[Requirement 1] According to the Greineder DNA testimony passage, why did defense counsel benefit from Magee not testifying? Please answer in one to three sentences.
[Requirement 2] Translate this sentence from the Greineder DNA testimony passage into Spanish: "The SJC concluded that “in the context of this case, there was no prejudice in the admission of Magee’s test results.’’"

[Supplied passage]

=== Section Start ===

Kukafka argues that the “Confrontation Clause was not violated by testimony of the laboratory director who did not test the samples but reviewed the complete case file and reached an independent conclusion that the defendant was not excluded as a source of DNA on the murder weapons and gloves’’ and that Cotton’s “testimony during direct examination that referenced the underlying data was not ‘testimonial hearsay.’’’
Cotton, Kukafka argued, had worked at Cellmark for 12 years since the lab had started DNA testing for criminal investigations and “had overall responsibility for validation studies and all work done by the laboratory,’’ noting that Cotton has a doctorate in molecular biology and biochemistry and had qualified as a DNA expert in courts “at least forty times’’ at the time of the Greineder trial.
The Supreme Court ruling in the Williams case backs the Commonwealth’s argument, Kukafka continued, noting that the justices concluded that “the Confrontation Clause does not restrict an expert witness from presenting her opinion based on facts made known to her and on which she relied in forming her own opinion although she does not have first-hand knowledge of those facts.’’
Since the Williams case was decided federal and state courts “have concluded that expert DNA testimony based on data prepared by another analyst did not violate the confrontation clause,’’ Kukafka stressed.
Greineder and Marty Murphy, his trial attorney, used the DNA results as part of their trial strategy “that spanned pre-trial to closing arguments,’’ Kukafka noted, adding that “the defendant’s claims that he could not meaningfully cross-examine the Commonwealth’s expert and would have been better off if no DNA evidence had been offered into evidence is just second-guessing of able trial counsel (Murphy) with arguments fully litigated and rejected by the trial judge and this Court.’’
In fact, the SJC ruled in 2010 that Greineder and attorney Murphy used the Cellmark results as part of their defense strategy. “Defense counsel gave his opening statement immediately after the prosecutor’s opening,’’ the SJC wrote in its ruling. “In his opening (defense) counsel stated that Cellmark found an unknown human’s DNA on the victim’s blue left-hand glove. He quoted from the Cellmark report, and let the jury know that a significant part of the defense would be the failure of the ‘police and prosecutors’ to ‘conduct a fair and objective search for the truth. They never sought out other suspects.’ He also promised the jury they were ‘going to hear a lot about DNA testing in the course of this case.’’’
The SJC also noted that Murphy “made extensive use of the data prepared by Magee’’ in his cross-examination of Dr. Cotton. “This cross-examination buttressed two pillars of the defense, namely, the unreliability of Cellmark’s testing procedures, which necessarily affected the credibility of Dr. Cotton’s opinion as to the high probability of the defendant being a contributor to the DNA on the knife and brown gloves, and the defense theory that a third party committed the murder,’’
As such, the SJC ruled that “Dr. Cotton’s opinion was admissible, and experienced defense counsel prepared and pursued two effective strategies as a response to a very high likelihood her opinion would be admitted. One strategy was to reduce some of the sting of Dr. Cotton’s opinion; the other was to elicit support for his third-party culprit defense. Both strategies depended entirely on the use of Magee’s data in cross-examination of Dr. Cotton.
“Moreover,’’ the SJC ruling continued, “counsel benefitted from not having Magee testify because it enabled him to frustrate Dr. Cotton’s testimony at points where she simply had no knowledge about analytical choices that Magee made in producing the (data), which probably reflected negatively on Dr. Cotton’s credibility. The data were an integral part of the defense, and it was going to be the subject of inquiry whether Magee testified or not.’’
The SJC concluded that “in the context of this case, there was no prejudice in the admission of Magee’s test results.’’
The SJC will now hear oral arguments on the matter on Thursday, Nov. 8, at 9 a.m.

=== Section End ===

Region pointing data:
=== Section Start ===

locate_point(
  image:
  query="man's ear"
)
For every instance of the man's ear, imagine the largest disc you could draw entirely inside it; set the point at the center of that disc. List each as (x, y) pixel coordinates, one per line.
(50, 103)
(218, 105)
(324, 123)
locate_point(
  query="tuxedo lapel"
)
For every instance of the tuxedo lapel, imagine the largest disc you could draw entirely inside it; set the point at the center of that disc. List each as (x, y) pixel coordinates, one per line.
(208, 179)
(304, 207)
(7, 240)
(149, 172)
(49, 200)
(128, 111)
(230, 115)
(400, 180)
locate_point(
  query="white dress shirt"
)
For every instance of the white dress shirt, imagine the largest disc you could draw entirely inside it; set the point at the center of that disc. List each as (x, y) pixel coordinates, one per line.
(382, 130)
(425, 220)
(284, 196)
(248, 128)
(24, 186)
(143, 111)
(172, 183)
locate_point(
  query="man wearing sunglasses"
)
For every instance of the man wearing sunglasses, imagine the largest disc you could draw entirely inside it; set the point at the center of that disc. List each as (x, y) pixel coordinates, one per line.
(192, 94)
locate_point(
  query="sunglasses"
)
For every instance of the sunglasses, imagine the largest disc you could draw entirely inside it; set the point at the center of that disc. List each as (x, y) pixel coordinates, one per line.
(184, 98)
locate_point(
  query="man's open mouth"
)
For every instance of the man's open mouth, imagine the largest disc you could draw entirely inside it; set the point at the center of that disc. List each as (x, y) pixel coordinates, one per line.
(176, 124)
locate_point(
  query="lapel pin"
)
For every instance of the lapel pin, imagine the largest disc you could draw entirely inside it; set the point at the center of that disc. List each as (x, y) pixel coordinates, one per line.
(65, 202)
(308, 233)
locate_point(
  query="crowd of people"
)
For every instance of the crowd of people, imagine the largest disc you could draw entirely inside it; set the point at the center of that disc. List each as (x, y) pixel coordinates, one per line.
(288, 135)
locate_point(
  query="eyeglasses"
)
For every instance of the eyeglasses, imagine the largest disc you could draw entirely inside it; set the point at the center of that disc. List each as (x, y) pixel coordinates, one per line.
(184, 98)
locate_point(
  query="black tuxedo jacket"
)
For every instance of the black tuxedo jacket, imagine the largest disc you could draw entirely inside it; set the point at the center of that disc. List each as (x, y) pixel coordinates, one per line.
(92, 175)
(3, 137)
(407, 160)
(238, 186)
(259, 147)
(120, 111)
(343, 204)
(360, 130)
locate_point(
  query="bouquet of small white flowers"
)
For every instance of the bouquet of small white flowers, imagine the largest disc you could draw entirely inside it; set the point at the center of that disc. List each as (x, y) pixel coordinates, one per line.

=== Section End ===

[Expected answer 1] Magee's absence let counsel frustrate Dr. Cotton's testimony at points where she had no knowledge of the analytical choices Magee made in producing the data. This probably reflected negatively on Dr. Cotton's credibility.

[Expected answer 2] El SJC concluyó que «en el contexto de este caso, no hubo perjuicio en la admisión de los resultados de las pruebas de Magee».